START

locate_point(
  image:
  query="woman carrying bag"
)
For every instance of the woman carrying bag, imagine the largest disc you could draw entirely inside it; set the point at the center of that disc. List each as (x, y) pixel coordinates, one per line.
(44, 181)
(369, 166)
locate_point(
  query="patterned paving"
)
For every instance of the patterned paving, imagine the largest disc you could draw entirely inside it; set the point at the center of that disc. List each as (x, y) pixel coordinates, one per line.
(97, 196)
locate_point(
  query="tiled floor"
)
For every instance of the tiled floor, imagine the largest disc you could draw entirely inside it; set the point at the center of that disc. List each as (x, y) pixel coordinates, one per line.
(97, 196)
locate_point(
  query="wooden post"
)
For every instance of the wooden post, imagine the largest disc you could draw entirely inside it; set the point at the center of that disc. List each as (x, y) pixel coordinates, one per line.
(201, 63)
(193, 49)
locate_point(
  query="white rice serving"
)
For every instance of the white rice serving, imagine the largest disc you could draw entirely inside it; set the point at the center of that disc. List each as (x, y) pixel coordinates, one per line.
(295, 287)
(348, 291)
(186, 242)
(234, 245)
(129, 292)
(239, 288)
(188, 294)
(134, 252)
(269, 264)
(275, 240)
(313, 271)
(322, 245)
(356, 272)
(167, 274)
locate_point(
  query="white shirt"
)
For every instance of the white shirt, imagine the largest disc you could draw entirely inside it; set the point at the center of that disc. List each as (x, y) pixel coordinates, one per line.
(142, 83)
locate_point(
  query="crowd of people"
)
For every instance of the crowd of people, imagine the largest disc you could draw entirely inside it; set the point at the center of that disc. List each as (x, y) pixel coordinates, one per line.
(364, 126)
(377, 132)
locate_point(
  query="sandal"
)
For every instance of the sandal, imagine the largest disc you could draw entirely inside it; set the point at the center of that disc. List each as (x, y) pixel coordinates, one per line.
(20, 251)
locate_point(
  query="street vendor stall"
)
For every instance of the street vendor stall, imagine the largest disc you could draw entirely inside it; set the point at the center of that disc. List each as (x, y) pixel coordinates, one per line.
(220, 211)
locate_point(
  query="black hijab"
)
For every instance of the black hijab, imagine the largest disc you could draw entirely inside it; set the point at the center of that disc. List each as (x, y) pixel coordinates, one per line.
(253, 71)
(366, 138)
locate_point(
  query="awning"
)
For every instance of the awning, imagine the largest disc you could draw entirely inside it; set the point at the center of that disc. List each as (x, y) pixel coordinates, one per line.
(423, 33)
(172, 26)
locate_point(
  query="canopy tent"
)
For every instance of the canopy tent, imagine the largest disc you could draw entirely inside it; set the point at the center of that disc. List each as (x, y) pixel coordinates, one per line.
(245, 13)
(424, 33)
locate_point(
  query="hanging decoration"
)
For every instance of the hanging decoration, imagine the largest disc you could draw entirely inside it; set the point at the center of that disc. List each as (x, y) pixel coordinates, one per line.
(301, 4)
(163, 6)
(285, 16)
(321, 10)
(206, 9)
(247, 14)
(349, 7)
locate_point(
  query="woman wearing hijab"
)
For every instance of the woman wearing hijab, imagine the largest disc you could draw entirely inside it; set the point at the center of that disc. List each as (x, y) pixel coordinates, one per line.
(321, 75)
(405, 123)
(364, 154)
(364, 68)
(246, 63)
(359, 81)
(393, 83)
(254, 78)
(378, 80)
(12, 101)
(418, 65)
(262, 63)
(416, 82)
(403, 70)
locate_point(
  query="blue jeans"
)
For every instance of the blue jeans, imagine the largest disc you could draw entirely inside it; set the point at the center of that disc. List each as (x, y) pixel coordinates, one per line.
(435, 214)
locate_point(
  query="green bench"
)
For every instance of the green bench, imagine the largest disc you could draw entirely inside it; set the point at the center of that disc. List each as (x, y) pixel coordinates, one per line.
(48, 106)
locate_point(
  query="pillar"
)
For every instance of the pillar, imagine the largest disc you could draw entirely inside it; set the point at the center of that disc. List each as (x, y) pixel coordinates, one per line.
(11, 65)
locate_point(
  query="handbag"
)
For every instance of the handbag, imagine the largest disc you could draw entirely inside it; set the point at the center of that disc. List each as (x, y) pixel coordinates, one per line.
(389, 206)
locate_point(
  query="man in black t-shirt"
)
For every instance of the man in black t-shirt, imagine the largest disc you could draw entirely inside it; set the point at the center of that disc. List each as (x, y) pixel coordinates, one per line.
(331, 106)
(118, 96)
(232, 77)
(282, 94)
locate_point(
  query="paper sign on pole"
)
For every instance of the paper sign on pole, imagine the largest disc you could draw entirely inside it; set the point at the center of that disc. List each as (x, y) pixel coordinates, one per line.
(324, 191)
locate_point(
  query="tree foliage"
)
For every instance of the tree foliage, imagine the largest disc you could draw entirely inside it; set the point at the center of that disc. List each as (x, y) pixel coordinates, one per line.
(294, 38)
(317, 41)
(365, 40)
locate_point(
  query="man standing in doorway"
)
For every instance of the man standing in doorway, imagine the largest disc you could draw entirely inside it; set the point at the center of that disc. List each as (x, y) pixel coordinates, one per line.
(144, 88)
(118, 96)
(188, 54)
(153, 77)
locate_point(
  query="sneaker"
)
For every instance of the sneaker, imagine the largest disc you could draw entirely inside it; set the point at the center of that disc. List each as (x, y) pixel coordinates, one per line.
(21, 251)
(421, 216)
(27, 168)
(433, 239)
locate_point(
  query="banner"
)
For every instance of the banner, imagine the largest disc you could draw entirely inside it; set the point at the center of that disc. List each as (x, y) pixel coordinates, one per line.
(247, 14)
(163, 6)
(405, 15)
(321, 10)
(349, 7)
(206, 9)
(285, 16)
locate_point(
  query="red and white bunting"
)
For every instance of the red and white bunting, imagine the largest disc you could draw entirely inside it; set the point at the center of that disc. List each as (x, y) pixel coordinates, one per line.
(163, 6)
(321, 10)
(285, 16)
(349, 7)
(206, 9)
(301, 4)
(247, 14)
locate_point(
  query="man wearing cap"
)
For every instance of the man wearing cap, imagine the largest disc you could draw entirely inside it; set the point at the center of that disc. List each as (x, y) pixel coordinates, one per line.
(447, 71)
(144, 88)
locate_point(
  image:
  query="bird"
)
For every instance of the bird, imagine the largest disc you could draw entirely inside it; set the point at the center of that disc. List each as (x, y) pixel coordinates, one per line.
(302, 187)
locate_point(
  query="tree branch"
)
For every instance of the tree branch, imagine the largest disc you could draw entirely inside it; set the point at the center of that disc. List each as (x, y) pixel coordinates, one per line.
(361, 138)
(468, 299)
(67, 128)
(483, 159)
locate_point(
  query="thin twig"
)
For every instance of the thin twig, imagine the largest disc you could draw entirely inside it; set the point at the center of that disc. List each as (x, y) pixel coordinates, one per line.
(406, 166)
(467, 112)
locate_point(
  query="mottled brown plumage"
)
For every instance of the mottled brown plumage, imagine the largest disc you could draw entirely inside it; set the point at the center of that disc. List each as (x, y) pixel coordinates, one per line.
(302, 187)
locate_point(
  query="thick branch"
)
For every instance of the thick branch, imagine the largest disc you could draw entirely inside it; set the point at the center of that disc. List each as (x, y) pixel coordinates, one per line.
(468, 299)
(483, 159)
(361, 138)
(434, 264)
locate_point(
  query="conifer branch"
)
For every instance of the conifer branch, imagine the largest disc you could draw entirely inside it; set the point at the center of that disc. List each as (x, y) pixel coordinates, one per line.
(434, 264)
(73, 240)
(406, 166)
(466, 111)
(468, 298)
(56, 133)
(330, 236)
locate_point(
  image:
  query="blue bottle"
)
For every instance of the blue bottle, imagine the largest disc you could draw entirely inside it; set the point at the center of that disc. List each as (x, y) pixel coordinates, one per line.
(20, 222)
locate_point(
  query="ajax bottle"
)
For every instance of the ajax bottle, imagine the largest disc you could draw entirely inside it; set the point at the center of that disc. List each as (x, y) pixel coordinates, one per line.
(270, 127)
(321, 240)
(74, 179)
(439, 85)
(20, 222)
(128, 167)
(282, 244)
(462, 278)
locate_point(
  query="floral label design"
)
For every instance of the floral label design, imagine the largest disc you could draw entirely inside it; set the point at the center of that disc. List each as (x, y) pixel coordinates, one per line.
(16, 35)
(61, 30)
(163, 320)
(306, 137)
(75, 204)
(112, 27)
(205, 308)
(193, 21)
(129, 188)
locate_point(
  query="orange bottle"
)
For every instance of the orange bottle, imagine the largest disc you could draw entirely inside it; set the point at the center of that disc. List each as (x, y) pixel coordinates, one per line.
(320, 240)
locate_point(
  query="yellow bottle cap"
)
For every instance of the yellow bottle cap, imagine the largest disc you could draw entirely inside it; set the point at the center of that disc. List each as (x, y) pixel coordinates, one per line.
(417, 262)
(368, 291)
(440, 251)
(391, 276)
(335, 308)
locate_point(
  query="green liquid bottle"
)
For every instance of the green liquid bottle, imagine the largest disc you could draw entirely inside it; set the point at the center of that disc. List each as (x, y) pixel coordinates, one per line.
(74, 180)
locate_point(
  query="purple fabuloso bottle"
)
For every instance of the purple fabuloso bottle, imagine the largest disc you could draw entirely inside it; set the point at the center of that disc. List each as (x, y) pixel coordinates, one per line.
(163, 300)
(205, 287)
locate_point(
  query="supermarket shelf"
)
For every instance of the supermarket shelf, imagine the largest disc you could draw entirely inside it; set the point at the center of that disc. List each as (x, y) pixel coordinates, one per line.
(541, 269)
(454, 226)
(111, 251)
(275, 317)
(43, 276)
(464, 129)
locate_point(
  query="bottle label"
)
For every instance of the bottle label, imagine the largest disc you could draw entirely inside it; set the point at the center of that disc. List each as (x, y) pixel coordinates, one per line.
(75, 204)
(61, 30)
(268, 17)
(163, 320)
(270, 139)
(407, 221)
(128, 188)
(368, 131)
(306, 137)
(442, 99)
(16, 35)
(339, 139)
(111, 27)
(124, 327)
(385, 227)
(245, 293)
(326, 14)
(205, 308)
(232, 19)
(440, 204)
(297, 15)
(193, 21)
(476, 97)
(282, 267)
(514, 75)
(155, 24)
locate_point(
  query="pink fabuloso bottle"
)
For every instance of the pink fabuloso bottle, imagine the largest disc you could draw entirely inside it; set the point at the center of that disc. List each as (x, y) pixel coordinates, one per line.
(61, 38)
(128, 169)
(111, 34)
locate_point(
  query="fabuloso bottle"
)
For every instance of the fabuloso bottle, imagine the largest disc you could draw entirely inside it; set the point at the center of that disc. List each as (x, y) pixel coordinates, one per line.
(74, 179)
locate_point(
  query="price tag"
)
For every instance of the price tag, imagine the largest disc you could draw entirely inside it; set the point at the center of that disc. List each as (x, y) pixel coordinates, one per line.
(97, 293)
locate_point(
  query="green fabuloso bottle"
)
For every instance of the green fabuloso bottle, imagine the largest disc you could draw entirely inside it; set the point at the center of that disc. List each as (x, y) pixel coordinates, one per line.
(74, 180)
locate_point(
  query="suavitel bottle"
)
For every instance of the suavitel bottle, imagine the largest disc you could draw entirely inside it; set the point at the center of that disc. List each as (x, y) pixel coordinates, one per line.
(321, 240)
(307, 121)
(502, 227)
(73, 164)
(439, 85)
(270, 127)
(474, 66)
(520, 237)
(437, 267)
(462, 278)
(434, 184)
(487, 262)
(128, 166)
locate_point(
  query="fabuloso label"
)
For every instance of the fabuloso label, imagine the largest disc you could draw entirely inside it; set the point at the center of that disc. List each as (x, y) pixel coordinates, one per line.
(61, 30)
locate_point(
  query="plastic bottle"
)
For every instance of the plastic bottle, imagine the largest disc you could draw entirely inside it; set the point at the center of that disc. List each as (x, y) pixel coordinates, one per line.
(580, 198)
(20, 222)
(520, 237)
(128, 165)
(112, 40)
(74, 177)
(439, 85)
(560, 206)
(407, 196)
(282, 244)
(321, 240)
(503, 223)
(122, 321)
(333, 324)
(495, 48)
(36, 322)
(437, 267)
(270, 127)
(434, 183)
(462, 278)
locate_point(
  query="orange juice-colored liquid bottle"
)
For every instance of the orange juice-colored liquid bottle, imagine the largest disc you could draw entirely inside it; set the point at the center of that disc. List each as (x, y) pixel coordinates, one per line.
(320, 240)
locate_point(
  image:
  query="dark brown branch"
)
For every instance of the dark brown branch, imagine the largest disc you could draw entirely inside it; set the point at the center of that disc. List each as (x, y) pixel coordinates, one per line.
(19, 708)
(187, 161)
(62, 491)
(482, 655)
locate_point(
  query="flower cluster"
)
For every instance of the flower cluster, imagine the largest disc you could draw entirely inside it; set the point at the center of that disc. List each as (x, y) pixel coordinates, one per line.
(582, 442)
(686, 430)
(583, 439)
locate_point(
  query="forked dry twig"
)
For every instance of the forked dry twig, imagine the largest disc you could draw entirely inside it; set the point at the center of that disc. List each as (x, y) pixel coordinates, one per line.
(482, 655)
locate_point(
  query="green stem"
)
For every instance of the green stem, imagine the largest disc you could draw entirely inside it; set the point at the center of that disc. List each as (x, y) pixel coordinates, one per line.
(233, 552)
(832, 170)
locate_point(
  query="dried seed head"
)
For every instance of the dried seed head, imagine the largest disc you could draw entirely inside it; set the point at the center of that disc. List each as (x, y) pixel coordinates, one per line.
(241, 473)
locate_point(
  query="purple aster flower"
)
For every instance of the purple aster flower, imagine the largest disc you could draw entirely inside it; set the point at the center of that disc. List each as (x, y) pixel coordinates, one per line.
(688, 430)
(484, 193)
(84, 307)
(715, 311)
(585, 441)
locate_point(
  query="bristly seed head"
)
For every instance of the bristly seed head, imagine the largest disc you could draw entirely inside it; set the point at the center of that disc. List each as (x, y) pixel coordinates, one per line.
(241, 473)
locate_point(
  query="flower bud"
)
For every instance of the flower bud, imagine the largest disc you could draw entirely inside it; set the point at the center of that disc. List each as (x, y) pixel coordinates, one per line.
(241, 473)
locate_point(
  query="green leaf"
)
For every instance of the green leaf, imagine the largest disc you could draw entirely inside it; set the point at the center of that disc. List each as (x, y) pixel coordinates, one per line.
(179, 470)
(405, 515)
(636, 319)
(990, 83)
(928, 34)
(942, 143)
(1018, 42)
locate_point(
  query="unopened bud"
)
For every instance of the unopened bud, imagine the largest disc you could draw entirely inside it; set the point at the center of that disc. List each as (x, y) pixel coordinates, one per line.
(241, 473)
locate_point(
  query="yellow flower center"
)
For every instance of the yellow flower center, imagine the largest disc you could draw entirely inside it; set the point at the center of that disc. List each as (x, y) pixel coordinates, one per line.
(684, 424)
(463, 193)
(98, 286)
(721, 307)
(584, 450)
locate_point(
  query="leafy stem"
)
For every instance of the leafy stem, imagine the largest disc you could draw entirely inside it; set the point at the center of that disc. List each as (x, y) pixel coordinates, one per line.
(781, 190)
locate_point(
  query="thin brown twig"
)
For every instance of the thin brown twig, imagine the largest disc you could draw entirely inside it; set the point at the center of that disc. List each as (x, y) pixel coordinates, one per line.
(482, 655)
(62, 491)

END

• AIM OF THE EXERCISE: Copy each line of the records above that contains the word "awning".

• ANSWER FOR THIS EXERCISE:
  query="awning"
For every instance of the awning, imagine the largest disc you could draw entirely inside it; set the point at the center of that disc. List each as (x, y) pixel coordinates, one per line.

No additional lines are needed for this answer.